Set task => List every line in the records below that contains the word "black".

Extracted information =>
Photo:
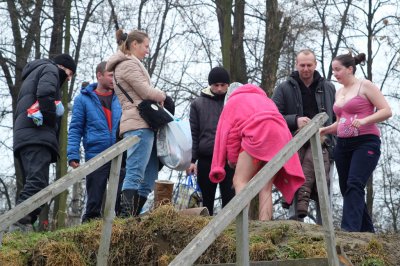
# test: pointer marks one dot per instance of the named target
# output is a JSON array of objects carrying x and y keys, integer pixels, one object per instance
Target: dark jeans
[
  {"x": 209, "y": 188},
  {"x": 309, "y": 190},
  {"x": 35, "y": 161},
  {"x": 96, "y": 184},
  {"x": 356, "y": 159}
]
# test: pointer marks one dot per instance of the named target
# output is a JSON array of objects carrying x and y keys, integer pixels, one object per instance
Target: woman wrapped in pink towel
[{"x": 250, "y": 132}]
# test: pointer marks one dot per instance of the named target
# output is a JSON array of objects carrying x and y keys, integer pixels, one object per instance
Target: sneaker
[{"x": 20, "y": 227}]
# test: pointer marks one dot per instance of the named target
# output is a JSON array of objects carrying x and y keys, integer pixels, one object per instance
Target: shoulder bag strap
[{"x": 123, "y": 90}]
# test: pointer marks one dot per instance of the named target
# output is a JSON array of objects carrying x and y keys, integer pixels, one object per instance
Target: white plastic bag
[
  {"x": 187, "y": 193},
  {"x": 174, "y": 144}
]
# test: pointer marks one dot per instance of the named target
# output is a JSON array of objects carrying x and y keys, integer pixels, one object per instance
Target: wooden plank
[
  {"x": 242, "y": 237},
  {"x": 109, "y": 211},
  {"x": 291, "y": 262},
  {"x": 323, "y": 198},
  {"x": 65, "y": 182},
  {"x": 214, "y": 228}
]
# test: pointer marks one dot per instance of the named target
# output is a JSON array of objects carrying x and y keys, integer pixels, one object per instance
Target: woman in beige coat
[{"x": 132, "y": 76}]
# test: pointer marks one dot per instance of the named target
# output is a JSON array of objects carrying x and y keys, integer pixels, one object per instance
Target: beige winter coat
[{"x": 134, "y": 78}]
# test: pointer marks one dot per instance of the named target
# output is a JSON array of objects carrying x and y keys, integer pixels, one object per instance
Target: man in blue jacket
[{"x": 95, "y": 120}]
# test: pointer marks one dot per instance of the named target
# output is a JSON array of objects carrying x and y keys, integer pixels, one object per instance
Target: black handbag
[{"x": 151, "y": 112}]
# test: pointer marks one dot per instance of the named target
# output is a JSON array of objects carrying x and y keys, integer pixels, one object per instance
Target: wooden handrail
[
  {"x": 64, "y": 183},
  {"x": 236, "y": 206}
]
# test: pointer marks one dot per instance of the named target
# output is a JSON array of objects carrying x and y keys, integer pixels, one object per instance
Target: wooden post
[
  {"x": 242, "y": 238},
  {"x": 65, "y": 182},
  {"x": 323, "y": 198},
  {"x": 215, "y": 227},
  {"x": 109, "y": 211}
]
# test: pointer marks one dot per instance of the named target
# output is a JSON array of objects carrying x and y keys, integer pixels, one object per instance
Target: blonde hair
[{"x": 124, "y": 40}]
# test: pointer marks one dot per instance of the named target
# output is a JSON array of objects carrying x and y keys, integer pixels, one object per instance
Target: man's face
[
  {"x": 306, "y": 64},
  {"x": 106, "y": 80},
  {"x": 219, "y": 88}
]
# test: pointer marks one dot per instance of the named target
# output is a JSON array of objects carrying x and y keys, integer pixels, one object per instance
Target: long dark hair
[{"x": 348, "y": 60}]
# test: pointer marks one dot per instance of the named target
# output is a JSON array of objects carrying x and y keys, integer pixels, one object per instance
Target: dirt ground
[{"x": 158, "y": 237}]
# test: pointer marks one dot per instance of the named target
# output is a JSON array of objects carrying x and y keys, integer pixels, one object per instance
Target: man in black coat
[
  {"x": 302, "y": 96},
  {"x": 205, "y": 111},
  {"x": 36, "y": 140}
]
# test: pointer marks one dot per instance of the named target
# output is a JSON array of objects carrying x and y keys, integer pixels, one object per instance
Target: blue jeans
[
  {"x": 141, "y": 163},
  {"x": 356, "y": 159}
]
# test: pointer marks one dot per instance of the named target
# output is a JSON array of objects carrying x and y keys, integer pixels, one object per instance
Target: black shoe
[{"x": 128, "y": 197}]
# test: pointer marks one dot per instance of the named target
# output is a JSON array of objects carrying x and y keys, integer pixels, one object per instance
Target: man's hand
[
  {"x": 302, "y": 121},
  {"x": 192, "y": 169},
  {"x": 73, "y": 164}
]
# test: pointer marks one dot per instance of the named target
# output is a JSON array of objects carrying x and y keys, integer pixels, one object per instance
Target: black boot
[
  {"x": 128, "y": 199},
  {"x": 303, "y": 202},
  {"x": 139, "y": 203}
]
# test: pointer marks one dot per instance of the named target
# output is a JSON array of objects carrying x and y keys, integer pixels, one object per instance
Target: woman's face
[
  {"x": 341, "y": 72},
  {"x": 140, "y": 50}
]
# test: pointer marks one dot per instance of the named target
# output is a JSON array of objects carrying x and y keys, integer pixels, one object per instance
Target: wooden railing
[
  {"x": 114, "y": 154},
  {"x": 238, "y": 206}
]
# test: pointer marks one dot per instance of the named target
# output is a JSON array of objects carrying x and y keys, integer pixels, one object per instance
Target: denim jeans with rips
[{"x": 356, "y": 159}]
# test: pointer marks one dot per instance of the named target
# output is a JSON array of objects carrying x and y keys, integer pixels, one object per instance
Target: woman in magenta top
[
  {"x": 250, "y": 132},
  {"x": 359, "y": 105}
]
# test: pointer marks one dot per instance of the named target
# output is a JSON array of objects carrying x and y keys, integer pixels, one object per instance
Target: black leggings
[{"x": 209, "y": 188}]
==
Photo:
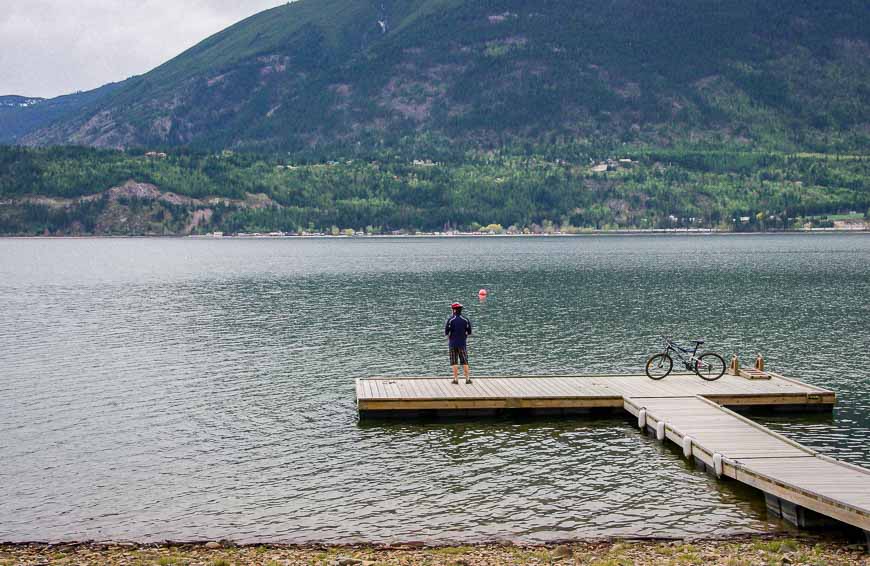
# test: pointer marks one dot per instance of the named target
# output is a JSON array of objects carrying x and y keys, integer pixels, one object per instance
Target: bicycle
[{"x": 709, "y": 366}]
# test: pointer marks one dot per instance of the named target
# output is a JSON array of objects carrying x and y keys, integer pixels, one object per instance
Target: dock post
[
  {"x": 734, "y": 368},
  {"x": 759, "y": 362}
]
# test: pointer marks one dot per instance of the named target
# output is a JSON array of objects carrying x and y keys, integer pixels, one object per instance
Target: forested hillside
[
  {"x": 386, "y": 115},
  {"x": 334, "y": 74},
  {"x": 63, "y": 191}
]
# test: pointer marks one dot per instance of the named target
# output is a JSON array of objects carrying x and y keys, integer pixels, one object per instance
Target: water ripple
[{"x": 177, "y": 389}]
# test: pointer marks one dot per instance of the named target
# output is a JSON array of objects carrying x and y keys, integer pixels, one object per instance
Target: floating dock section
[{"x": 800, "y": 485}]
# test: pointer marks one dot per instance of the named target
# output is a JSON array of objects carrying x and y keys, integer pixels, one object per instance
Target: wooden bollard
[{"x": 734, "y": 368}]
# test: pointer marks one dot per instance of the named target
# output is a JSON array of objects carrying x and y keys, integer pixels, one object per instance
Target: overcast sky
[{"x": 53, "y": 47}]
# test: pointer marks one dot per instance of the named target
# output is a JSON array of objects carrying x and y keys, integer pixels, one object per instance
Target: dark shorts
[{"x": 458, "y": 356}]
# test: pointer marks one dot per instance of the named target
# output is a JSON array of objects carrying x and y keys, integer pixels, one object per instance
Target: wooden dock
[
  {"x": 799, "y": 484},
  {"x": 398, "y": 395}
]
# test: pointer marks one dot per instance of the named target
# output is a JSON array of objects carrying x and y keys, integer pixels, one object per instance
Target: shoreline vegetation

Response for this exercise =>
Target: black handbag
Target: man in black coat
Target: black shoe
Target: black boot
Target: black leggings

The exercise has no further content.